#### [WHAT YOU WILL DO]
Select every line below containing the word "hood" and copy each one out.

Rows from a dataset

####################

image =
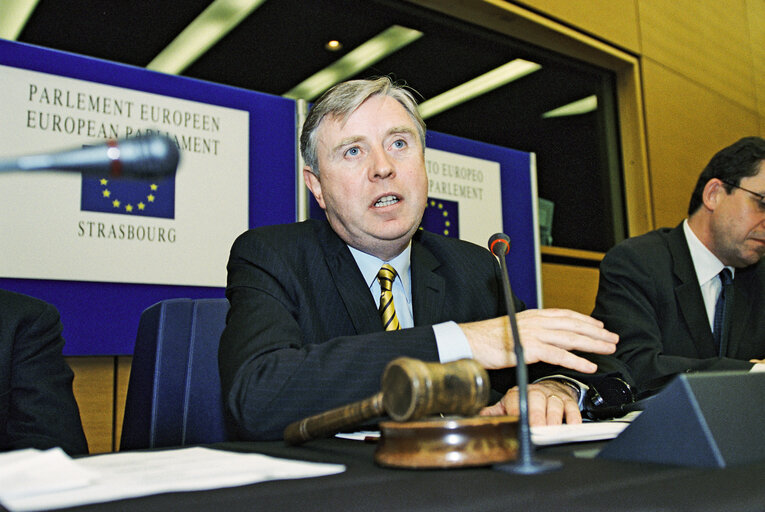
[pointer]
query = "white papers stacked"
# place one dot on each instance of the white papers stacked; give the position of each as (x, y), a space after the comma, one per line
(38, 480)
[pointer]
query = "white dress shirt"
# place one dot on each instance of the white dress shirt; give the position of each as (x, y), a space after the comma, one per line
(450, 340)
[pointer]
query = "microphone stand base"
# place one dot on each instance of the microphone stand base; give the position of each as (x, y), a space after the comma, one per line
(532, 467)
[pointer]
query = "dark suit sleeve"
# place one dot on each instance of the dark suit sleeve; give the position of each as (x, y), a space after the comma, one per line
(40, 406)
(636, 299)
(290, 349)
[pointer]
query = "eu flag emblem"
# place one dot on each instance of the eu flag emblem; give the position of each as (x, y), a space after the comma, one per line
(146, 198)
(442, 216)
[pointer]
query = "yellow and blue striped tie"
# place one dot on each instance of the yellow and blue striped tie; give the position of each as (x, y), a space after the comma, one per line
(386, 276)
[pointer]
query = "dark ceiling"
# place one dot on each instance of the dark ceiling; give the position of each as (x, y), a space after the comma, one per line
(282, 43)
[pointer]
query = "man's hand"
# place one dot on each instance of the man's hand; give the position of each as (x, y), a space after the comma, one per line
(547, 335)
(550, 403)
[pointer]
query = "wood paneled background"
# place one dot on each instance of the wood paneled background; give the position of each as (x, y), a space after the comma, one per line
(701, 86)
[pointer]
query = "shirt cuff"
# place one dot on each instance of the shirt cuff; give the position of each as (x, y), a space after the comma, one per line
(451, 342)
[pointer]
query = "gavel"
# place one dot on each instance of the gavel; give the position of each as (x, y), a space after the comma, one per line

####################

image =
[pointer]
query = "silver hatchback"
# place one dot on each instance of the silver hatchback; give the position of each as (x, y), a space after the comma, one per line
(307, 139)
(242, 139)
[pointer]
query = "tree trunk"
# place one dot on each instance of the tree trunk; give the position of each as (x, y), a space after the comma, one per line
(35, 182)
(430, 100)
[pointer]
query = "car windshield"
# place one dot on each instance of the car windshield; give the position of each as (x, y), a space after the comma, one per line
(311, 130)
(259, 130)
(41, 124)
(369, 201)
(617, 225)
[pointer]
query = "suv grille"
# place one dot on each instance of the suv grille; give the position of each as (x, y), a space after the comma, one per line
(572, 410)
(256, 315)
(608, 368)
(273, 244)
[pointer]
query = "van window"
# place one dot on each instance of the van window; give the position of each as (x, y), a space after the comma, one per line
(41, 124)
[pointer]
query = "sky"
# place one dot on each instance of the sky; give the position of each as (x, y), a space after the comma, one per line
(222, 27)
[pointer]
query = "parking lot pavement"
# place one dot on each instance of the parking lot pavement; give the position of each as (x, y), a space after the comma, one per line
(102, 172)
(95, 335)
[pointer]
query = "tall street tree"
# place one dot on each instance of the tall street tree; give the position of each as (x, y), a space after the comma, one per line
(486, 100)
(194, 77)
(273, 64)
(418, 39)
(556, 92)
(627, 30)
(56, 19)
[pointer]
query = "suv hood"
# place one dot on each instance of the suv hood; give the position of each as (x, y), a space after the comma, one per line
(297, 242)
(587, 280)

####################

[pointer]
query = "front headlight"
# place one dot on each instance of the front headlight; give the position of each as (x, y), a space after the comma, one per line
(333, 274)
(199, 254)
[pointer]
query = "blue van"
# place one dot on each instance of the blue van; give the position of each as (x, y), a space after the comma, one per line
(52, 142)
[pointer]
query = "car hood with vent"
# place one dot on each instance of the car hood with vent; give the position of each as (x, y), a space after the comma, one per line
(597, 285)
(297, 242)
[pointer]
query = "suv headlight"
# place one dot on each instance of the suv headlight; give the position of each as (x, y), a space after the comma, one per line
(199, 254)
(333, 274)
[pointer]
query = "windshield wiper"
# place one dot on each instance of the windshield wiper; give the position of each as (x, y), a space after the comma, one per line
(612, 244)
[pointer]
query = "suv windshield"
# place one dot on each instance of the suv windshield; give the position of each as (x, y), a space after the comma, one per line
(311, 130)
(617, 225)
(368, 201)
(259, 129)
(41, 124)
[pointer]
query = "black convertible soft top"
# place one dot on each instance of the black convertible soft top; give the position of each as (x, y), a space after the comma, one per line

####################

#### [COMPLETED EXERCISE]
query = "suv hood"
# place one dot on each instance of the suv hood; give the position of each as (x, y), a space after the comma, one per line
query = "car hood with vent"
# place one dot on each instance of the car hood with vent; give the position of each as (x, y), a space after the comma, one per line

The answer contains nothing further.